# WHAT THE TASK REQUIRES
Please count the lines in the data below that contain the string "rose", treating case as significant, and give only the number.

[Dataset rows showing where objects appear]
━━━━━━
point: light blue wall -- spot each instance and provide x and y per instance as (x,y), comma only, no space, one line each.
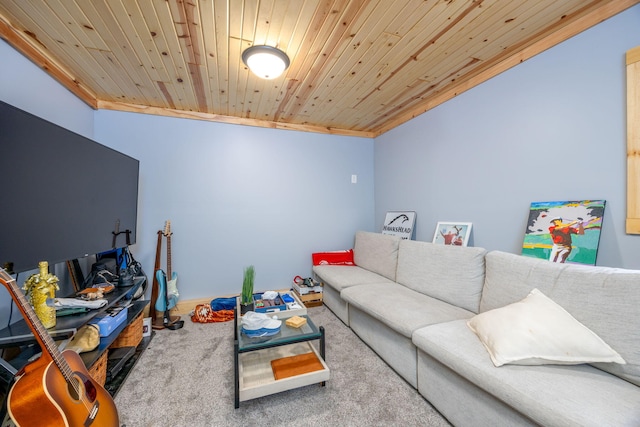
(552,128)
(24,85)
(239,196)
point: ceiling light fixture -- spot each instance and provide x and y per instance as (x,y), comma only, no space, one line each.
(266,62)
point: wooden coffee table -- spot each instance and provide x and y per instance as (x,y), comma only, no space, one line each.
(253,357)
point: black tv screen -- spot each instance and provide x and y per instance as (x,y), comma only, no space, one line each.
(64,196)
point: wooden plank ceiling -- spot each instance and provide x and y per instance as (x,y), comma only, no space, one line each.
(357,67)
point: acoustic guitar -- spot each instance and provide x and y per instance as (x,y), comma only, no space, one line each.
(56,389)
(167,288)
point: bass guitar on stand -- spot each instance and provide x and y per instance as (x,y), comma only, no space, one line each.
(55,389)
(168,288)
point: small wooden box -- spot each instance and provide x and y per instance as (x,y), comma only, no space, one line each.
(312,299)
(131,335)
(98,370)
(296,321)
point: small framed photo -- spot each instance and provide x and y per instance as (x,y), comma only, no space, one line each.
(452,233)
(399,224)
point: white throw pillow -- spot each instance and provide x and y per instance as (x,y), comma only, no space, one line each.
(537,331)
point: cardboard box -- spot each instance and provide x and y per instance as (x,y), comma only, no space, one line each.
(110,320)
(279,305)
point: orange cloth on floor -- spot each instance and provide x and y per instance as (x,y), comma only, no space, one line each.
(204,314)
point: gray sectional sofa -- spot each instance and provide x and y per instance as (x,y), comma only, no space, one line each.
(415,304)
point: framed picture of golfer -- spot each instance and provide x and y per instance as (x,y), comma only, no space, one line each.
(564,231)
(452,233)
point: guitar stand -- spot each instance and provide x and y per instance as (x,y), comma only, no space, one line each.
(167,321)
(172,325)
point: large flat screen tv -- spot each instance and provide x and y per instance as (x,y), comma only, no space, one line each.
(64,196)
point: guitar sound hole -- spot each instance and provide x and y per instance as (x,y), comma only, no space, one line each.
(74,388)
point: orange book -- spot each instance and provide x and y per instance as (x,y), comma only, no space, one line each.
(295,365)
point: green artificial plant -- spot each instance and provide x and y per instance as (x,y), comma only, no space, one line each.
(247,285)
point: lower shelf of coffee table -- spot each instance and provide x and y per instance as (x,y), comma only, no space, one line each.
(256,374)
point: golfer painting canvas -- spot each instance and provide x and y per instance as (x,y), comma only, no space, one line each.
(565,231)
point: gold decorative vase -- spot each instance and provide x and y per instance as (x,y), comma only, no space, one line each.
(40,287)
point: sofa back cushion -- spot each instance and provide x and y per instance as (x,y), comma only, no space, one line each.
(604,299)
(453,274)
(377,252)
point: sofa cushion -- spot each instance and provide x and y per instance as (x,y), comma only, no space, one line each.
(453,274)
(537,331)
(551,395)
(402,309)
(343,276)
(604,299)
(377,252)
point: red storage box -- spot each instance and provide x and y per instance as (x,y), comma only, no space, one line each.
(333,258)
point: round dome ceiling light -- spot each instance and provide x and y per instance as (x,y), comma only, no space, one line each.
(266,62)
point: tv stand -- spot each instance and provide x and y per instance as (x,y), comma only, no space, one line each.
(19,335)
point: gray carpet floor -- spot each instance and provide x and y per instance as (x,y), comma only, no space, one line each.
(185,378)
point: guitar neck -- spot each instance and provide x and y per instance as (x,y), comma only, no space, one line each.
(47,343)
(169,256)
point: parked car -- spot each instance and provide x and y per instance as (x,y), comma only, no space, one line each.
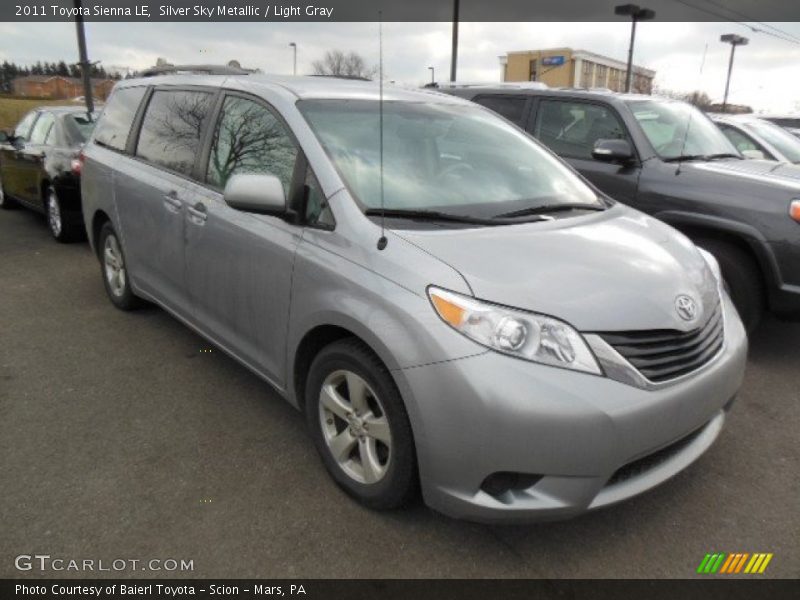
(453,308)
(667,159)
(789,122)
(39,167)
(758,138)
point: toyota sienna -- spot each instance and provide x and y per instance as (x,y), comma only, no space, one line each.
(452,307)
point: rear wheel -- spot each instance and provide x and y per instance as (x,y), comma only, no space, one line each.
(360,425)
(743,280)
(62,226)
(115,272)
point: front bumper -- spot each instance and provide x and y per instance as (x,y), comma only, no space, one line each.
(585,436)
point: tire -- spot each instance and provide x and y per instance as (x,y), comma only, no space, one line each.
(376,461)
(6,203)
(114,271)
(62,227)
(742,278)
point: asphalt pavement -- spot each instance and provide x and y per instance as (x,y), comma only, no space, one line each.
(127,436)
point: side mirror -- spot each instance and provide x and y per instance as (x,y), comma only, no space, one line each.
(757,154)
(612,151)
(258,193)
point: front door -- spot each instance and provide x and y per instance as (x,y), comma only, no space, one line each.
(151,193)
(238,264)
(570,128)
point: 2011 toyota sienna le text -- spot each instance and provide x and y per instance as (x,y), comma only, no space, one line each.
(450,305)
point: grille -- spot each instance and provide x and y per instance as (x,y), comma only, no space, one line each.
(664,354)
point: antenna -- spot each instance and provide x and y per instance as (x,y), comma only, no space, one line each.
(382,241)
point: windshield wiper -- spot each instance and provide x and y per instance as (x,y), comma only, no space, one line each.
(428,215)
(547,208)
(684,157)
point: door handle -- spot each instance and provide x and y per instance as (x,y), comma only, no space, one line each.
(172,202)
(198,213)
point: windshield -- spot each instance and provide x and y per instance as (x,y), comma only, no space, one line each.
(459,159)
(81,125)
(786,143)
(677,129)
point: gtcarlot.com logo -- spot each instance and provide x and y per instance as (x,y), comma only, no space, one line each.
(735,562)
(45,562)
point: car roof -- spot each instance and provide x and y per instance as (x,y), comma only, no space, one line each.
(301,87)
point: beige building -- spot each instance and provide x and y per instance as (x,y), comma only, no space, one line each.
(565,67)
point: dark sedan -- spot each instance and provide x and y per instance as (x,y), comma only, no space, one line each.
(40,166)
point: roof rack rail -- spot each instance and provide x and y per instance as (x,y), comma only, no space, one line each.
(195,70)
(519,85)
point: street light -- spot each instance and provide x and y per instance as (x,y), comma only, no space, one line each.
(294,63)
(734,40)
(636,14)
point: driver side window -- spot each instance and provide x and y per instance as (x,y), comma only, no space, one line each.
(571,129)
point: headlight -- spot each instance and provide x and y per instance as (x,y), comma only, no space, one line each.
(712,263)
(514,332)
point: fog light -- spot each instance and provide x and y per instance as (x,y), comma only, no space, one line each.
(497,484)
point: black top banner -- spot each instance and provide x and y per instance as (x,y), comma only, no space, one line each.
(392,10)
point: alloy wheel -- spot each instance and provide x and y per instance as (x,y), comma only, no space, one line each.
(114,266)
(354,427)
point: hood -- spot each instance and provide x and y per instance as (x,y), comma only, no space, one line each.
(758,171)
(618,270)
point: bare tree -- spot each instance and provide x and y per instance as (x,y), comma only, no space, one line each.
(341,64)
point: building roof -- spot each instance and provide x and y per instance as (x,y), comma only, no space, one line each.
(592,56)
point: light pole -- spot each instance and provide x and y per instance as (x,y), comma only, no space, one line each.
(734,40)
(636,14)
(454,54)
(294,62)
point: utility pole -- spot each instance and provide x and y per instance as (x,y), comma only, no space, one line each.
(454,54)
(84,59)
(294,67)
(734,40)
(636,14)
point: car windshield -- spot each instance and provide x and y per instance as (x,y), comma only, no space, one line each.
(451,158)
(786,143)
(81,125)
(676,129)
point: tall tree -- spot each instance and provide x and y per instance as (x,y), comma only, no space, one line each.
(341,64)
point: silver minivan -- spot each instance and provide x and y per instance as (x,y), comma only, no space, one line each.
(452,307)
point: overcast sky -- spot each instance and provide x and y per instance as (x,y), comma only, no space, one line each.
(686,56)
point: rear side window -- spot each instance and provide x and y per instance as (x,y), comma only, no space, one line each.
(172,128)
(510,107)
(250,139)
(115,122)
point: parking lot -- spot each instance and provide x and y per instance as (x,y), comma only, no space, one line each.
(128,436)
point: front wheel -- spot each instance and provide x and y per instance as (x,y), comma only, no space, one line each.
(360,425)
(115,272)
(743,280)
(6,203)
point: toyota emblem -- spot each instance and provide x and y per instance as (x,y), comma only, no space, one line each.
(686,307)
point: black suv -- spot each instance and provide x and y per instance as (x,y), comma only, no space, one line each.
(668,159)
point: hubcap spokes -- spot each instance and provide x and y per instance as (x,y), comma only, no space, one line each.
(54,214)
(114,266)
(355,427)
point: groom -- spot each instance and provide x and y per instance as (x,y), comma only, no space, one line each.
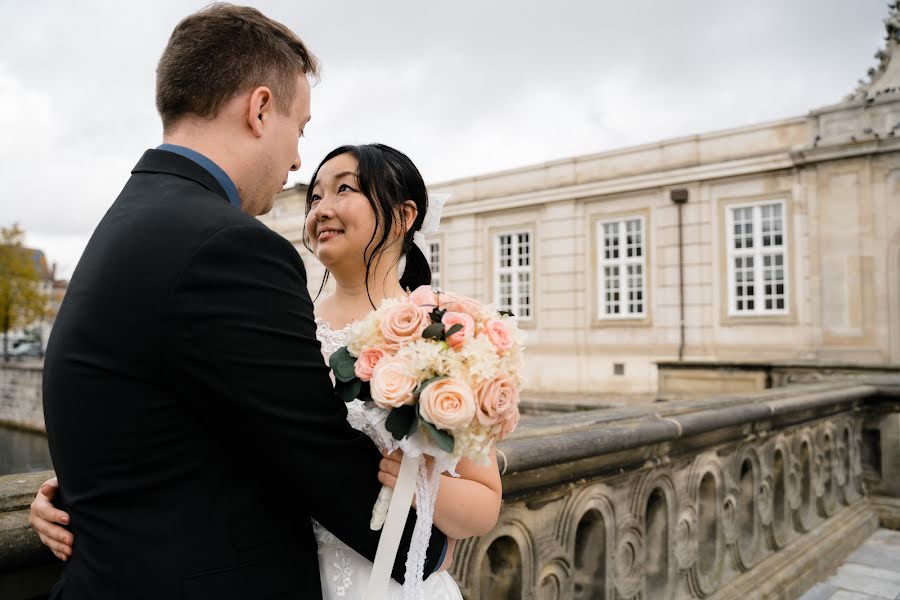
(183,382)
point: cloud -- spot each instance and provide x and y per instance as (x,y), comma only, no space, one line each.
(464,88)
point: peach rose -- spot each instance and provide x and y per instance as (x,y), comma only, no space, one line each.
(498,333)
(391,385)
(462,336)
(495,399)
(366,362)
(457,303)
(447,404)
(423,296)
(402,323)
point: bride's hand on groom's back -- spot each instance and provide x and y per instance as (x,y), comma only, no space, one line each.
(48,521)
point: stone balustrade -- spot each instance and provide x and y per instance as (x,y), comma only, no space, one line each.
(753,496)
(21,403)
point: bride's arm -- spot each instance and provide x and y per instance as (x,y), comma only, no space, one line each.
(467,505)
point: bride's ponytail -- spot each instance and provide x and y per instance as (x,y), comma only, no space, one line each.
(417,270)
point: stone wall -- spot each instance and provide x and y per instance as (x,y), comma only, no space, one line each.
(21,404)
(756,496)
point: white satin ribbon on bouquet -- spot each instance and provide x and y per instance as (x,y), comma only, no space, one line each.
(398,512)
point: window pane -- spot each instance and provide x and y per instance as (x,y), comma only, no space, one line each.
(743,227)
(743,289)
(773,274)
(611,240)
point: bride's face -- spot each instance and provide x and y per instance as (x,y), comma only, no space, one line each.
(341,222)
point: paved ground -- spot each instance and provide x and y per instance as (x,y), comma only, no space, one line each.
(873,571)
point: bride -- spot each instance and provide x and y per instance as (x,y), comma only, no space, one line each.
(364,206)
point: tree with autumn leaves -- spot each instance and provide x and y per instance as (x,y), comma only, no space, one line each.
(21,300)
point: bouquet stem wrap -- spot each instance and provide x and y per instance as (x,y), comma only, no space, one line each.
(397,513)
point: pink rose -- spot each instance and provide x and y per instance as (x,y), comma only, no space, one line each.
(423,297)
(457,303)
(402,323)
(447,404)
(507,425)
(366,362)
(391,385)
(495,399)
(499,335)
(463,335)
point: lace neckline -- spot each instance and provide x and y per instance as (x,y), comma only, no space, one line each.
(324,325)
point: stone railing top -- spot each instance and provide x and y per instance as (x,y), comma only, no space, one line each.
(818,366)
(17,491)
(559,439)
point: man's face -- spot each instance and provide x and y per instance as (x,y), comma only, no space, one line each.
(282,155)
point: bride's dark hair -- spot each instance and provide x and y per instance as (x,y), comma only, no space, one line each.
(387,178)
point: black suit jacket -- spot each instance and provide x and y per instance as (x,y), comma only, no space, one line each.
(185,395)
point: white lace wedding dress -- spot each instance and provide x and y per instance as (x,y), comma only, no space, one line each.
(343,571)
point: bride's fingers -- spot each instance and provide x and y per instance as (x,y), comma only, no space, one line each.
(61,551)
(390,467)
(387,479)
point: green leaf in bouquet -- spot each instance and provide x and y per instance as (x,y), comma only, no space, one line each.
(402,421)
(442,438)
(435,332)
(365,392)
(347,390)
(343,365)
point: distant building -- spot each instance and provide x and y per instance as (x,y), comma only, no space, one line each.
(790,246)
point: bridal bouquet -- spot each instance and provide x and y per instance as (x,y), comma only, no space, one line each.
(444,369)
(439,375)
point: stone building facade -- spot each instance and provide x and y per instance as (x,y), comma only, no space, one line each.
(788,246)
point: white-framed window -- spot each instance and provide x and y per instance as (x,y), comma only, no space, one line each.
(434,261)
(757,259)
(513,268)
(622,265)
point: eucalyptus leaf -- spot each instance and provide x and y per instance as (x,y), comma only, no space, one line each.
(348,390)
(443,439)
(343,365)
(401,421)
(435,331)
(365,392)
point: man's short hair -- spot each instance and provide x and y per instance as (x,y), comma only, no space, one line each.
(224,50)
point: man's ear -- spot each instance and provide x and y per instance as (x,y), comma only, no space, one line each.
(260,109)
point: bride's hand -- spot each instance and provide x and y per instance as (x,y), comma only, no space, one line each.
(47,520)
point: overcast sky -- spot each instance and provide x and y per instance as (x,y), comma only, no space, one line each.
(464,87)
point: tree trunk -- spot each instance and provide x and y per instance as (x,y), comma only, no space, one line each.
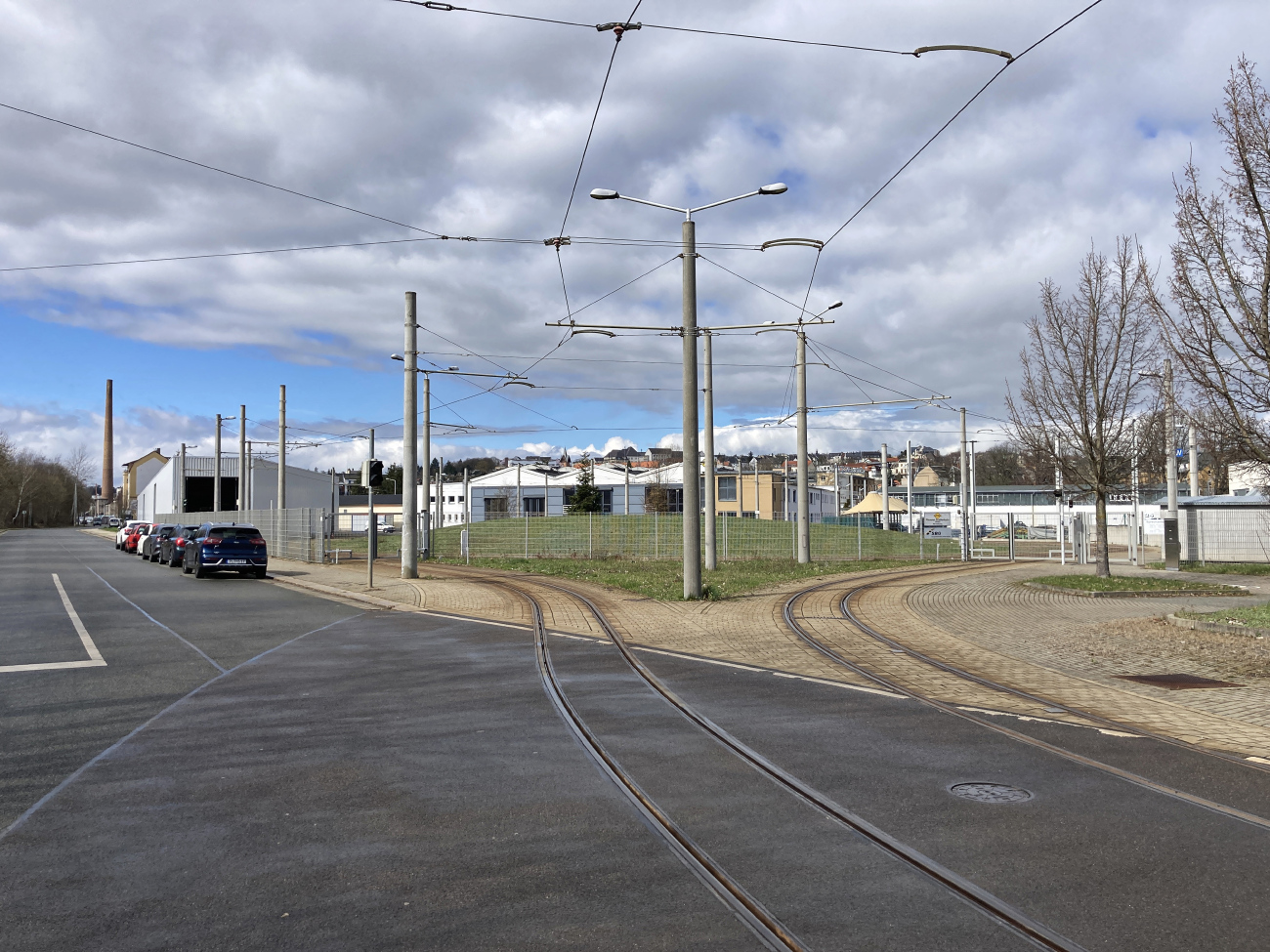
━━━━━━
# SOLVED EXERCISE
2